WORK INSTRUCTION:
Copy every entry below verbatim, except for images.

TASK DATA:
*** Block opens ***
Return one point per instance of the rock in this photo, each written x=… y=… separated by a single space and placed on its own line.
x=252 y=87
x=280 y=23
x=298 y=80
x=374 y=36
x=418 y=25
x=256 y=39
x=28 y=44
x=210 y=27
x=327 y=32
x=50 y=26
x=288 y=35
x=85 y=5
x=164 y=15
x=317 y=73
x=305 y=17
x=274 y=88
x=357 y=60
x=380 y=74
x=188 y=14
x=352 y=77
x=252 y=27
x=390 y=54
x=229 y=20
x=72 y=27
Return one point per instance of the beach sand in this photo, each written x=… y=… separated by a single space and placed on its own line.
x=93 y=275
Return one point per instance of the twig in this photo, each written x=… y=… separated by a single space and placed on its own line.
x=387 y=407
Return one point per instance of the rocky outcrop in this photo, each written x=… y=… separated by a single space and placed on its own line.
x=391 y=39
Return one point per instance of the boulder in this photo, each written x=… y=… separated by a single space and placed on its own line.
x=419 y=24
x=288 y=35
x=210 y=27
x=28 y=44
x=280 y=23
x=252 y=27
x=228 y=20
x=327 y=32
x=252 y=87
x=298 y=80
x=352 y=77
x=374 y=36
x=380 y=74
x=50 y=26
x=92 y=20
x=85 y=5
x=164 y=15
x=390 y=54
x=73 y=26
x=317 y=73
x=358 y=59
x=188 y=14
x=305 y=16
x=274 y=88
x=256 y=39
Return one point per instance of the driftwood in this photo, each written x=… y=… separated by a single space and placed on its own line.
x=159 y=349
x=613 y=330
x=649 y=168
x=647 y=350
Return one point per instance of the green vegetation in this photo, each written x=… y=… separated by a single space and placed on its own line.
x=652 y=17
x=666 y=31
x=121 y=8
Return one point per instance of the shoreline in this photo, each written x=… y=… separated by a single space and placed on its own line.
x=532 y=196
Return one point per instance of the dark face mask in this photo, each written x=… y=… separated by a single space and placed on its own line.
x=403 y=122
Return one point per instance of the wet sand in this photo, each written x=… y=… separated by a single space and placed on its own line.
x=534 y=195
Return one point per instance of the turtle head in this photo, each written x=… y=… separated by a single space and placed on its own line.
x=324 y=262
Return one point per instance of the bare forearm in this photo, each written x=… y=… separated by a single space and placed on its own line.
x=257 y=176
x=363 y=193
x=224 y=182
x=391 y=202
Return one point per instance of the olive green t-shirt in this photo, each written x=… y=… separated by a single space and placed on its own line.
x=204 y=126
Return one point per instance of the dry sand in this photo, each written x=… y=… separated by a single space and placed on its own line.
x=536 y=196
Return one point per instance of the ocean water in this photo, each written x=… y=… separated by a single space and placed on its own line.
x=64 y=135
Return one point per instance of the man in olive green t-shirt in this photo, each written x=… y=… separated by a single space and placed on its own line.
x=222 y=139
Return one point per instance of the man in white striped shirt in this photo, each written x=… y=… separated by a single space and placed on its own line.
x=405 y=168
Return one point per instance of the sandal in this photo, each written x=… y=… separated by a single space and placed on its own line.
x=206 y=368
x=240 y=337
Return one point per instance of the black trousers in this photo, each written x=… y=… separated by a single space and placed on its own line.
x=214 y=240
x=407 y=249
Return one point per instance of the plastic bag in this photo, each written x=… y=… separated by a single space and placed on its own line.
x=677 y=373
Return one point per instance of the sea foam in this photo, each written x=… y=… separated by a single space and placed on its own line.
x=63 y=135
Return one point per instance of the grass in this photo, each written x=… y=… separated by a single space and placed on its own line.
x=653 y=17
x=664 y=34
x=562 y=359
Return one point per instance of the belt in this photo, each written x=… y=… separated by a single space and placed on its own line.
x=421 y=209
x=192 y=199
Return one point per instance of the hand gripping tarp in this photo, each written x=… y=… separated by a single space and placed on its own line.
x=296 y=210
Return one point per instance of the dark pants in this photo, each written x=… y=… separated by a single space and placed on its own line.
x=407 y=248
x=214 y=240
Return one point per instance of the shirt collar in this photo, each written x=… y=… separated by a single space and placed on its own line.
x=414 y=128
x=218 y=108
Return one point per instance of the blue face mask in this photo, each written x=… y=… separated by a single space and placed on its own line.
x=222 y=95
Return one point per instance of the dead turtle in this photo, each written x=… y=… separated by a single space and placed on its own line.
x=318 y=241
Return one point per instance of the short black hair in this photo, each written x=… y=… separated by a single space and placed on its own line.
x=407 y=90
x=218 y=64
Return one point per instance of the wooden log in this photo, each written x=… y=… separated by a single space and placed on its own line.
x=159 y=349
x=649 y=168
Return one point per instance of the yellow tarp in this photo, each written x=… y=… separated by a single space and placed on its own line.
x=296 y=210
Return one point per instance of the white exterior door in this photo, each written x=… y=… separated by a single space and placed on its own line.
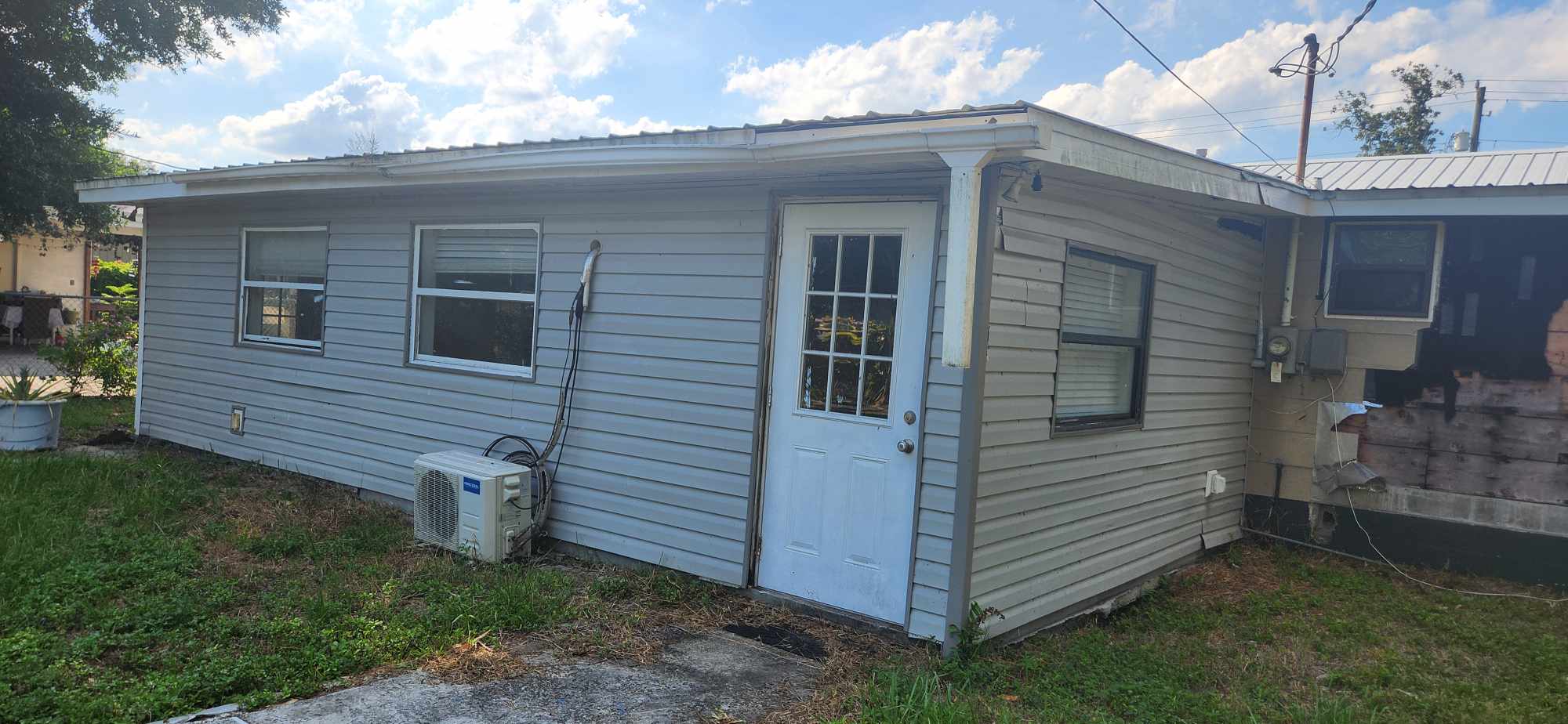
x=849 y=364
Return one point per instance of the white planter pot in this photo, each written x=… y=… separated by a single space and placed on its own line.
x=31 y=424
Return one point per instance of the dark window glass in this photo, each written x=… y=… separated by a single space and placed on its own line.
x=1382 y=270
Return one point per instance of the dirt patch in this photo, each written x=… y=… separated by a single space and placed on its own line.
x=473 y=662
x=785 y=639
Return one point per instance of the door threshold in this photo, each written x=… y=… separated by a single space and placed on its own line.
x=833 y=615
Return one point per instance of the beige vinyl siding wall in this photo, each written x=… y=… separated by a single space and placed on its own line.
x=658 y=466
x=1064 y=521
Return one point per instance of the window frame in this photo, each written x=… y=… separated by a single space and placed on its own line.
x=1434 y=277
x=416 y=292
x=242 y=338
x=1141 y=360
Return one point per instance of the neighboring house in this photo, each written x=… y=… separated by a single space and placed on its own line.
x=888 y=364
x=1451 y=275
x=59 y=272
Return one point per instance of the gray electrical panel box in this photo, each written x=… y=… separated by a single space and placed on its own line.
x=1324 y=352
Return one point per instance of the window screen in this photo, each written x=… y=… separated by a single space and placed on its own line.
x=1105 y=338
x=476 y=297
x=283 y=286
x=1382 y=270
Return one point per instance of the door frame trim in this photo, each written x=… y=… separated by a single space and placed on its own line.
x=779 y=201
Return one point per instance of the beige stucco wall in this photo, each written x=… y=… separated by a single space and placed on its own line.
x=1285 y=414
x=51 y=267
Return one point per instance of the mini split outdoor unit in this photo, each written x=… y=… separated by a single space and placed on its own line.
x=471 y=504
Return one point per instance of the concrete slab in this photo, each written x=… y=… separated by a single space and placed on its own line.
x=697 y=678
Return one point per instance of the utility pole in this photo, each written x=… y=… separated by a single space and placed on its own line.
x=1481 y=101
x=1307 y=107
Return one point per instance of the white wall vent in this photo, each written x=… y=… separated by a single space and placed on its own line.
x=471 y=504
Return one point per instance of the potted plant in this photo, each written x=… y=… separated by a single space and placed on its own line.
x=31 y=410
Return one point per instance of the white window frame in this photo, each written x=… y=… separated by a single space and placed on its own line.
x=1436 y=272
x=247 y=284
x=415 y=358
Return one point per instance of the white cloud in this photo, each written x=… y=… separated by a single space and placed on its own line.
x=180 y=147
x=517 y=49
x=940 y=65
x=322 y=123
x=1161 y=15
x=1467 y=35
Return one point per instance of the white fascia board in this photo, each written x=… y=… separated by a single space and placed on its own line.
x=1495 y=201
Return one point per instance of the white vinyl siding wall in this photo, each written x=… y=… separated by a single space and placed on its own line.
x=659 y=463
x=1070 y=519
x=934 y=526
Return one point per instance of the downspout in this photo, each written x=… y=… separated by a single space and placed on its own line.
x=1287 y=311
x=981 y=231
x=142 y=320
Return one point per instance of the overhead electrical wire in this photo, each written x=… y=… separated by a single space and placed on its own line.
x=1326 y=62
x=1180 y=81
*** Block closes ***
ANSWER FOR THE TASK:
Return one point per instance of the rock in this photo, each written x=… y=… separated by a single space and placed on its own line.
x=252 y=87
x=280 y=23
x=298 y=80
x=374 y=36
x=418 y=25
x=256 y=39
x=28 y=44
x=210 y=27
x=327 y=32
x=50 y=26
x=288 y=35
x=85 y=5
x=164 y=15
x=317 y=73
x=305 y=17
x=274 y=88
x=357 y=60
x=380 y=74
x=188 y=14
x=352 y=77
x=252 y=27
x=390 y=54
x=229 y=20
x=72 y=27
Return one point per instance of the beach sand in this photo, each written x=… y=… separated by a single space and placed on its own line.
x=93 y=275
Return one point per instance of the twig in this photo, each written x=… y=… separated by a single space and placed on its own line.
x=387 y=407
Return one point per instance of the rocky outcrop in this photo, each written x=… y=… separated by a single space and placed on its own line.
x=391 y=39
Return one point per instance of the boulder in this photo, each written x=… y=… separated by a single space and placed on its own line.
x=419 y=24
x=288 y=35
x=210 y=27
x=28 y=44
x=280 y=23
x=252 y=27
x=228 y=20
x=327 y=32
x=252 y=87
x=298 y=80
x=352 y=77
x=374 y=36
x=380 y=74
x=50 y=26
x=92 y=20
x=85 y=5
x=164 y=15
x=390 y=54
x=73 y=26
x=317 y=73
x=358 y=59
x=188 y=14
x=305 y=16
x=274 y=88
x=256 y=39
Return one point per instance of the driftwood in this photo, each written x=… y=… separated by a single space and placed on its own line.
x=159 y=349
x=613 y=330
x=649 y=168
x=647 y=350
Return one point per instance of the green vegetation in this photo, each written x=… y=… separated by a single space and placed on its own line.
x=652 y=17
x=666 y=31
x=121 y=8
Return one point per instance of the shoreline in this photo, each written x=… y=… separated by a single space and placed on its own line.
x=532 y=196
Return one point per instance of the dark face mask in this photo, each written x=… y=… separated by a single space and placed on its own line.
x=403 y=122
Return one point per instance of the wet sand in this photo, each written x=… y=… separated by a single space and placed on its own line.
x=534 y=195
Return one point per instance of the turtle head in this photo, each written x=… y=… separated by a single space and placed on its own line.
x=324 y=262
Return one point per instance of the bare forearm in this photo, each written x=… y=… separated by a single space and placed on its own line.
x=257 y=176
x=363 y=193
x=224 y=182
x=391 y=202
Return one point per instance of the olive green t-shirt in this photo, each written x=… y=… separated by a single space and placed on its own line.
x=204 y=126
Return one point per instance of the dry sand in this photo, each written x=… y=… separated by a single space and placed on its own line.
x=536 y=196
Return one point per instance of the ocean water in this photo, each written x=… y=… separated by a single space and placed on its own line.
x=64 y=135
Return one point per instance of the man in olive green t-shirt in this photo, each written x=… y=… separated by a single space and placed on its own line.
x=222 y=139
Return one point per instance of the man in white striped shirt in this photo, each written x=… y=… separated by a single space and placed on its own line.
x=405 y=168
Return one point per instance of the sandal in this photo, each written x=… y=… separated by a single space and placed on its own line.
x=206 y=368
x=240 y=337
Return one point per instance of the black trousers in this photo, each written x=… y=… separated by a single space and placed on its own line.
x=214 y=240
x=407 y=249
Return one point per instance of the plastic bag in this photo, each written x=… y=… separated by a single space and placed on its own line.
x=677 y=373
Return one point per instance of the sea foam in this photo, each written x=… y=… separated by a single space and placed on its own line.
x=63 y=135
Return one point per instance of the grass in this photo, each written x=… y=… separated by a single space and placed on its own line.
x=653 y=17
x=664 y=34
x=562 y=359
Return one point per instance of the belt in this photo, each written x=… y=… separated by a single space and placed on its own line.
x=421 y=209
x=192 y=199
Return one point per instance of the hand gripping tarp in this photo, each written x=… y=… separated by a single space and placed on its own line.
x=296 y=210
Return one point per instance of the dark pants in this photo, each written x=… y=… separated by a single space and placed on its own line.
x=407 y=248
x=214 y=240
Return one point per instance of the shirt collar in this photo, each written x=… y=… separated by a single space and placed on its own line.
x=414 y=128
x=218 y=108
Return one point per instance of the blue face mask in this photo, each written x=… y=… separated by a single space and placed on its own line.
x=222 y=95
Return one point per instance of the dead turtle in this photo, each written x=… y=… separated by a single space and placed on its own line.
x=318 y=241
Return one point per instance of the short black hair in this photo, each written x=… y=… separated by a single space and placed on its own line.
x=407 y=90
x=218 y=64
Return one point per instance of the wooden log in this photo, each written x=… y=… separated by a single space and placed on its own line.
x=159 y=349
x=649 y=168
Return one point per instance of the yellow tarp in this photo, each written x=… y=… separated by a single space and placed on its own line.
x=296 y=210
Return one point per instance of the white exterior door in this photo, each written x=… y=… separated by a single space and placed on its own line.
x=849 y=364
Return one point per instance of the white planter pot in this photo, each written x=… y=… separated by a single space and placed on its own line.
x=31 y=424
Return one point per instance of the dark window glass in this photo, each written x=… y=… separated by a single space and placed on its own line.
x=1382 y=270
Return one point per instance of the dirt patch in this photo, each written x=… y=… separated by a single space and placed on its own line.
x=473 y=662
x=785 y=639
Return one point per instance of the door threshold in this photo, each written x=… y=… separated by a single space and placed on its own line.
x=833 y=615
Return one point per instance of the beige vinyl siding wall in this photo, each written x=… y=… separated by a single space and placed on its own line.
x=658 y=466
x=1064 y=521
Return one point per instance of the window frame in this photo, each written x=… y=… separated by a single space and placed on its own line.
x=1434 y=277
x=416 y=292
x=242 y=338
x=1141 y=360
Return one point per instance of the neighboring house in this photo, each written x=… y=… separated by a single space and placed on its own line.
x=888 y=364
x=1451 y=275
x=59 y=272
Return one point per instance of the gray electrical panel box in this photo, each written x=… y=… separated by a single space and placed on its own line.
x=1324 y=352
Return one point per instance of the window screen in this photo, each written x=… y=… separated by a single space and placed on its own line.
x=1105 y=338
x=476 y=297
x=283 y=286
x=1382 y=270
Return one point per instance of the door frame trim in this photo, each written x=… y=… separated by a single space and placed on its own line.
x=779 y=201
Return one point per instance of the beige stucco wall in this photo, each written x=… y=… separated by a single space and placed on its own line.
x=1285 y=414
x=51 y=267
Return one point per instance of the mini split outdoor unit in this photo, each written x=… y=… separated by a single space and placed on its own line.
x=471 y=504
Return one point per instance of the concrete slab in this photo, each written x=… y=… separated by a single space and placed on its own line.
x=697 y=678
Return one point per instance of the utility pole in this photo, each written x=… y=… separated by a single space and placed on its own line.
x=1481 y=101
x=1307 y=107
Return one point per instance of the white wall vent in this photo, each written x=… y=… separated by a single space and placed on its own line.
x=471 y=504
Return one point per instance of the potted plant in this photo, each written x=… y=… separated by a single space and placed on its own line.
x=31 y=410
Return one point per instance of the white window frame in this photo, each written x=… y=… separated by a single space and placed on its own line.
x=1436 y=272
x=247 y=284
x=415 y=358
Return one point per instance of the white cloud in this photo, each written x=… y=… separated by a single space and placed on its own line.
x=180 y=147
x=517 y=49
x=940 y=65
x=322 y=123
x=1161 y=15
x=1467 y=35
Return one point per instance of the white fascia board in this photo, each written x=… y=… separated by a single space and placed on its own line.
x=1495 y=201
Return one point per instance of the white vinyl siding wall in this photo, each written x=… y=… separated by a single space and placed on its own line.
x=659 y=463
x=1070 y=519
x=934 y=526
Return one point per instance of the downspout in this photo, each written x=… y=… separated by a single space and placed on its own line.
x=1287 y=311
x=981 y=231
x=142 y=320
Return one point per instance of the overhead electrical wire in this photo, each written x=… y=… separated by a single space and placed on its own line.
x=1326 y=62
x=1180 y=81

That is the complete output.